I came to this novel, as is the case for many readers, through the BBC television adaptation, which I watched for the first time earlier this year. While I had not consciously avoided the novel and its adaptation until now, it's probably the case that I have been unconsciously avoiding Victorian fiction for some years, preferring the less ponderous novels of the earlier 19th century (particularly Austen) and the leaner style of 20th century fiction.
However at the moment I’m in the mood for Victoriana and this novel fits the bill perfectly. There are a lot of words – way more than is needed to simply tell the tale – and the tale itself has its share of sentimentality and melodrama. But I loved every word of the book and every overblown feeling that those words expressed. Having finished it, I will miss the world it took me to and I’m wondering how long it will be before I can visit that world again.
I listened to the novel in audiobook format, narrated by Juliet Stevenson. As is to be expected, the quality of the narration is superb. Stevenson flawlessly brings each character distinctly to life.

======

**WHAT YOU WILL DO:**
1 - In one to three sentences, explain why, according to the review, the writer had been unconsciously avoiding Victorian fiction for some years.
2 - Rewrite everything in the rows from the line containing "of the laptop" down to the end of the rows, replacing "laptop keyboard" with "computer keyboard" and leaving everything else unchanged.
The review and the rows are separate, unrelated material.

======

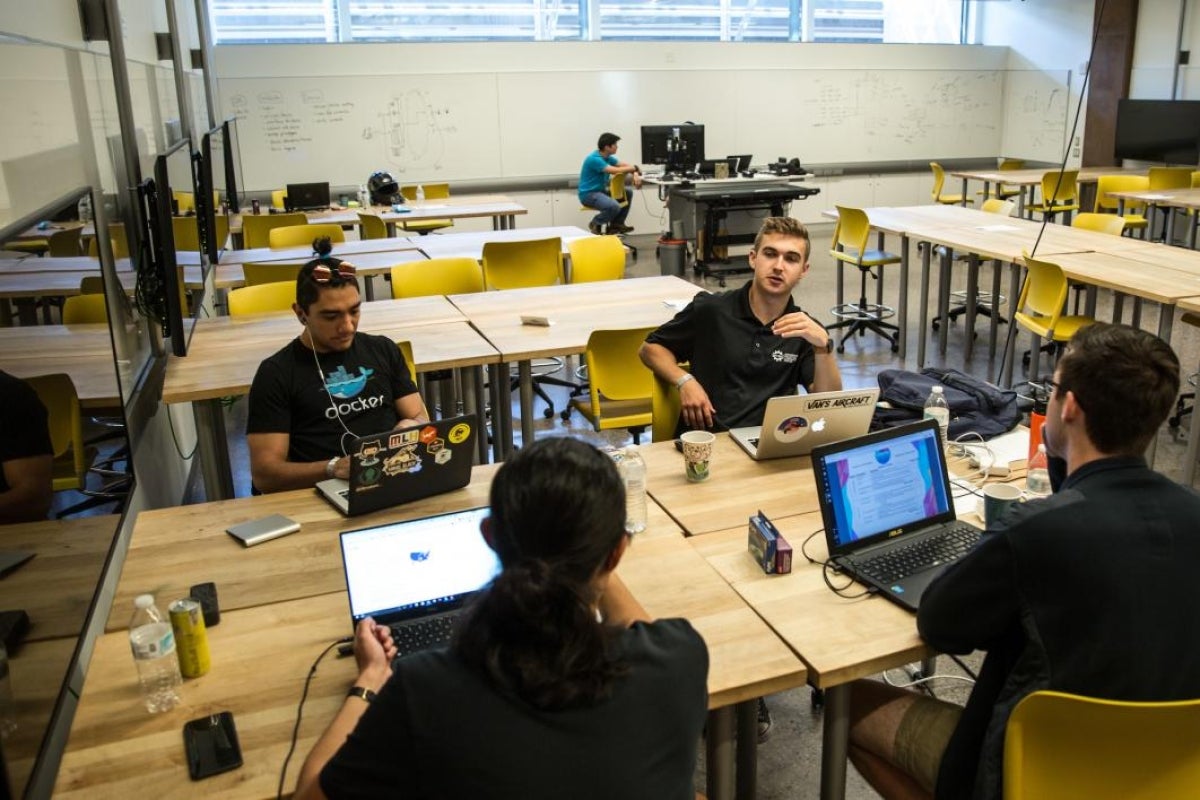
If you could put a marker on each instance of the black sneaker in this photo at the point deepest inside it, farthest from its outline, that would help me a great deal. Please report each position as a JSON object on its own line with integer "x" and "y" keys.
{"x": 765, "y": 721}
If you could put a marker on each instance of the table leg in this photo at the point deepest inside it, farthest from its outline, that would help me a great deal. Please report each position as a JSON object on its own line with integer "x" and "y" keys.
{"x": 748, "y": 750}
{"x": 835, "y": 743}
{"x": 214, "y": 450}
{"x": 719, "y": 755}
{"x": 525, "y": 374}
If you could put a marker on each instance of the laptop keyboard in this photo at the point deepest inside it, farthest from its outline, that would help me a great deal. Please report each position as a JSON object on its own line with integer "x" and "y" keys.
{"x": 423, "y": 635}
{"x": 900, "y": 561}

======

**ANSWER LIST:**
1 - The writer had preferred the less ponderous novels of the earlier 19th century, particularly Austen, and the leaner style of 20th century fiction.

2 -
If you could put a marker on each instance of the computer keyboard in this photo at the point deepest inside it, farthest from its outline, that would help me a great deal. Please report each position as a JSON object on its own line with integer "x" and "y" keys.
{"x": 423, "y": 635}
{"x": 900, "y": 561}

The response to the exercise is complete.